Kerjakan Ini -> Ambil setiap baris dari catatan di bawah ini yang memuat kata "choppy".

---------- Catatan yang Diberikan

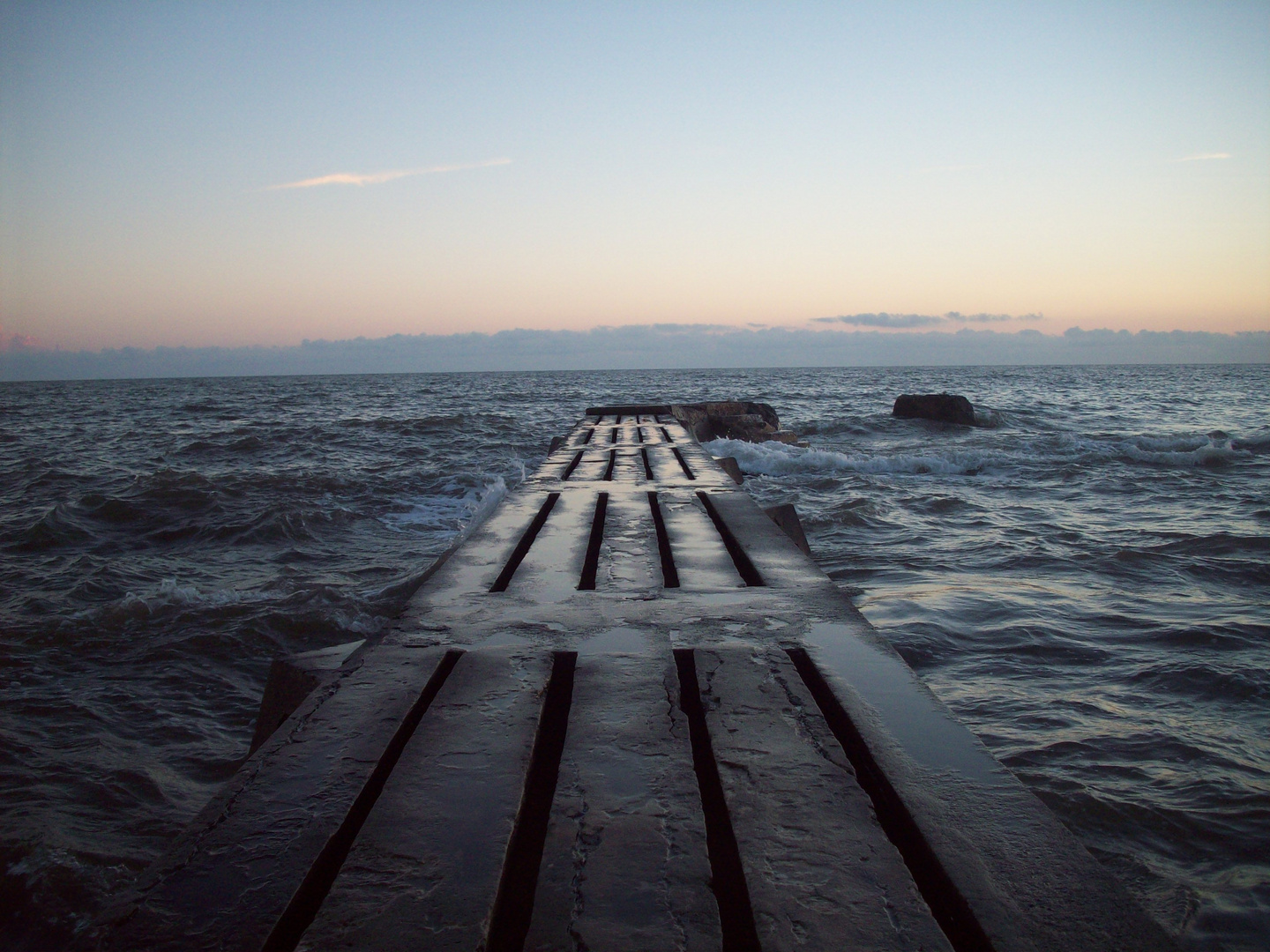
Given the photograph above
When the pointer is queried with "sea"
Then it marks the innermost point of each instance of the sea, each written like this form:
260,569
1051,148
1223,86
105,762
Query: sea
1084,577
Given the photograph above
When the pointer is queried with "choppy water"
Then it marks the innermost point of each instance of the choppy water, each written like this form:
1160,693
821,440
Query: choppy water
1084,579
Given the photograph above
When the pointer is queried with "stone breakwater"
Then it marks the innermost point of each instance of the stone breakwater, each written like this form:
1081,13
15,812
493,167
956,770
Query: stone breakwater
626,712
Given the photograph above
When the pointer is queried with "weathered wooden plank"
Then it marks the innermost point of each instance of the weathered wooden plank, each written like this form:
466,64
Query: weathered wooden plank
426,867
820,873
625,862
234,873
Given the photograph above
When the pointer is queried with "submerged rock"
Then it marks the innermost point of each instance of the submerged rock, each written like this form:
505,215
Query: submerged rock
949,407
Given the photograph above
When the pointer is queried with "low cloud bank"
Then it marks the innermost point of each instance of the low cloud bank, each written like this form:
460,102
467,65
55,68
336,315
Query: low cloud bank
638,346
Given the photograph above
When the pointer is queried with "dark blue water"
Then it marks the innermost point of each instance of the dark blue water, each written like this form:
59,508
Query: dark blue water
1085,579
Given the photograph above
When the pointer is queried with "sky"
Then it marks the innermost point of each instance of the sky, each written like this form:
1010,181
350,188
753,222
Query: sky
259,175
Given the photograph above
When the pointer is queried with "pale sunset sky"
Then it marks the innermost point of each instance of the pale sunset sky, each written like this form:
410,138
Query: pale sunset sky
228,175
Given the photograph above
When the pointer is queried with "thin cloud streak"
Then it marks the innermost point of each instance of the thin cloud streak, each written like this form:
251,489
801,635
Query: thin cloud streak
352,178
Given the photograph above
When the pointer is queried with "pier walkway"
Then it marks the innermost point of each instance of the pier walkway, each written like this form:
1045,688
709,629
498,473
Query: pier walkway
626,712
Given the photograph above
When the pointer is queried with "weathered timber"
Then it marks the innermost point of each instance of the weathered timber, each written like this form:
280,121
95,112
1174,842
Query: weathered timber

--------------------

Jawaban Tugas ->
When the pointer is queried with "choppy water"
Then it marks the innermost point of each instance of the choppy water, each written like this form:
Query: choppy water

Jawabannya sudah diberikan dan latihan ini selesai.